• GIVEN PASSAGE:

Quite often, these political immigrants are ill–equipped to avail themselves of the benefits of the awe-inspiring “rule–of–law” system of America, especially when they may have come from lesser developed cultures where custom prevails over law, and where “the rule of law” may have been just the “rule of men” formed in a dictatorship.
In the beginning of the resettlement experience, first-generation immigrants formed close-knit communities, recreated the “homeland” environment and took on jobs typically rejected by the natives. It is easy to assume that these isolated first-generation immigrants resemble more of Levine and Mellema‘s poor women of the drug communities than the more sophisticated ”players” of the American legal system in the earlier Ewick and Silbey study.
The “remoteness” and “isolation” perspective toward the law held by Levine and Mellema’s “poor women of drug communities” versus those “first-generation immigrants speaking broken English’‘ stands in stark contrast against the perspective of the “public interest activist,” the roles typically held by sophisticated law graduates who are “applicants,” “players,” and “resisters” of law. Only the savvy activist can successfully venture and mastermind such combination of roles. With such combination, the activist uses “law” as a changing agent for society.
Quite often, individuals such as the “poor woman” or the “first-generation immigrant” may become straw plaintiffs for the astute activist in public-interest litigation designed to change the status quo of the law, to reshape mainstream societal values, or to inject new ideas into policy-making or public opinion.
It should be noted that Patricia Ewick, Susan Silbey, Kay Levine and Virginia Mellema did not point out or focus specifically on the fact that public-interest advocates will skillfully combine all three postures, before the law, with the law, or against the law, all into one platform for purposes of advocacy.(11) This is understandable because, arguably, the combination of all three postures into one advocacy platform is an “uncommon” phenomenon. As “uncommon” actors, public interest advocates do not stand in the “Common Place of Law,“–the “Uncommon Place of Law” was not the focus of these scholars‘ studies. A fortiori, an assumption may be formed that “common” people do not attempt such combination of roles, in order to undertake the “uncommon” act of the public-interest advocate, let alone to change the American courtroom into an international law tribunal, as in the case of the Massachusetts plaintiffs.

• THE REQUEST:
Render this sentence from the passage on immigrants and the law into Spanish: "Only the savvy activist can successfully venture and mastermind such combination of roles." These records have no connection to the passage on immigrants and the law.

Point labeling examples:

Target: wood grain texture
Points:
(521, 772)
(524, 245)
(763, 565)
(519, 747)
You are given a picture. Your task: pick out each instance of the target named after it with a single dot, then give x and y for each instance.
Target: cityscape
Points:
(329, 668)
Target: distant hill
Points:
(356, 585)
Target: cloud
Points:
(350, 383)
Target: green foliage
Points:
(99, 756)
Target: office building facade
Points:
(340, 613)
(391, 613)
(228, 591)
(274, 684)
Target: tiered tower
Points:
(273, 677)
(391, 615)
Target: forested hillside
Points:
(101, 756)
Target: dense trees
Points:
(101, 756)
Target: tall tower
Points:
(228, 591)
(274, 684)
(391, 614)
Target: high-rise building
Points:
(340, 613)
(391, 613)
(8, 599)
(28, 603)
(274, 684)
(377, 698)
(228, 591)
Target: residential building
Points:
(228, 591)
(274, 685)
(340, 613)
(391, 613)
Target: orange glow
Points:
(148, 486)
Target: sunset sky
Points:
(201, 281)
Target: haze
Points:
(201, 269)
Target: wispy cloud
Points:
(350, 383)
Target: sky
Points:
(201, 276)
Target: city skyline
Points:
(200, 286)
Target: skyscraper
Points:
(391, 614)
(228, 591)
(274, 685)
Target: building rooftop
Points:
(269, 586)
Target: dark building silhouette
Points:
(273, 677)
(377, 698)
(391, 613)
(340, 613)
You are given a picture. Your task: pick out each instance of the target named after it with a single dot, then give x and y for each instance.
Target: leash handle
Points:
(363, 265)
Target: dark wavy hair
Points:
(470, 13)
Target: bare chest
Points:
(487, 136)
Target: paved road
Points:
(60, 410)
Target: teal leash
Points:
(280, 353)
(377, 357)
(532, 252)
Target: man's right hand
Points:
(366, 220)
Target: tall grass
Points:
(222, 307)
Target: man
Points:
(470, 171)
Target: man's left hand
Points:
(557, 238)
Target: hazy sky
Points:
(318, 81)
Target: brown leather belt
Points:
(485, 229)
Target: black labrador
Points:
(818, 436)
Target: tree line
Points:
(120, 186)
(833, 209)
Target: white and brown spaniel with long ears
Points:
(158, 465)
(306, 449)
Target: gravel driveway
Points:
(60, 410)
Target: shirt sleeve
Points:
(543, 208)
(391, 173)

• FINISHED TASK:
Solo el activista astuto puede emprender y orquestar con éxito semejante combinación de roles.